■ Exercise: Everything in the records except the pictures needs to be printed again exactly.

■ Stored data:
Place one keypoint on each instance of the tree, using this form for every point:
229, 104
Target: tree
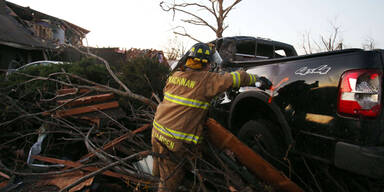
330, 42
369, 44
215, 8
175, 49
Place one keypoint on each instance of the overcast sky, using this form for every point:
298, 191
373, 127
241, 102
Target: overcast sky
142, 24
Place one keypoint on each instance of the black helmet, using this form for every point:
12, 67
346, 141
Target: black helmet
201, 52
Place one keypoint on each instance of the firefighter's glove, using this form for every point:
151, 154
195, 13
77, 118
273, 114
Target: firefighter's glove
263, 83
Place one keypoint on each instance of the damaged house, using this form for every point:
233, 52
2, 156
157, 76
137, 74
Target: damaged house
27, 35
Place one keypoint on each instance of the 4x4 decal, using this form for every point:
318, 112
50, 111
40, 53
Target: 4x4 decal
322, 70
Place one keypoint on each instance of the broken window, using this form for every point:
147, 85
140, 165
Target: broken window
280, 53
245, 50
264, 51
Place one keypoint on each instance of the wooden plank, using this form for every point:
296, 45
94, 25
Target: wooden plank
87, 100
91, 168
71, 90
86, 109
223, 139
117, 141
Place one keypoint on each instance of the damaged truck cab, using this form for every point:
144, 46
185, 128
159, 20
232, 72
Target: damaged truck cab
324, 106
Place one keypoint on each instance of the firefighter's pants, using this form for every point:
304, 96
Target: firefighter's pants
171, 173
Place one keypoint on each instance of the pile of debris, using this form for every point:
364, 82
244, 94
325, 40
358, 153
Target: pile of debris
92, 137
85, 145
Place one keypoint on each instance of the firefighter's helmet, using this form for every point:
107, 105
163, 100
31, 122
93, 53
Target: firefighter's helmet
199, 56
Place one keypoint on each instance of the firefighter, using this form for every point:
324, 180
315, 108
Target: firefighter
178, 123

■ Result below:
Place one keypoint on each instance of the tree, using this form for every point:
229, 104
Target: tree
330, 42
369, 44
215, 8
175, 49
Place one keypoint on each instance of the overcast sky, using this form for every point:
298, 191
373, 127
241, 102
Target: overcast sky
142, 24
Place one keypoint on each instance of the black helmet, using this form for every point:
12, 67
346, 141
Target: black helmet
201, 52
Place one keypoint on each instance of the firefighter's glove, using this form for every point:
151, 154
195, 13
77, 118
273, 114
Target: firefighter's glove
263, 83
Place one keypoint on each instance of the damaged house, using this form for every point:
233, 52
2, 156
157, 76
137, 74
Target: damaged house
27, 35
Place one keypoint on each instance of the 4x4 decal, using this form for every point:
318, 112
50, 111
40, 53
Target: 4x4 decal
322, 70
Place one keypoint on each instance of the broken window, using this form for every point:
147, 85
140, 165
Target: broken window
280, 53
245, 50
264, 51
Place one keypoint on each instance of the wooden plank, using this form for every point:
296, 45
94, 25
Target: wooden plank
87, 100
91, 168
71, 90
86, 109
223, 139
117, 141
Place one keypoint on each instance of the damaged truck cab, using this form for every point:
144, 46
185, 128
159, 20
232, 72
Target: damaged truck cab
324, 106
Place one keypoint on each instance of the firefighter's pants, using this form for every point:
304, 96
Target: firefighter's pants
171, 173
Place one keypoint on each instance of the pile of debris, using this form for every point:
364, 82
244, 94
325, 40
358, 153
Target: pile of debris
92, 137
85, 145
Place one keypoint on each instance of the firefighter's helmet, using this form for every point:
107, 105
163, 100
31, 122
93, 53
Target: firefighter's helmet
199, 56
Place one keypoint on each instance of the firefighter, using this form for every point:
324, 180
315, 108
Target: firefighter
178, 123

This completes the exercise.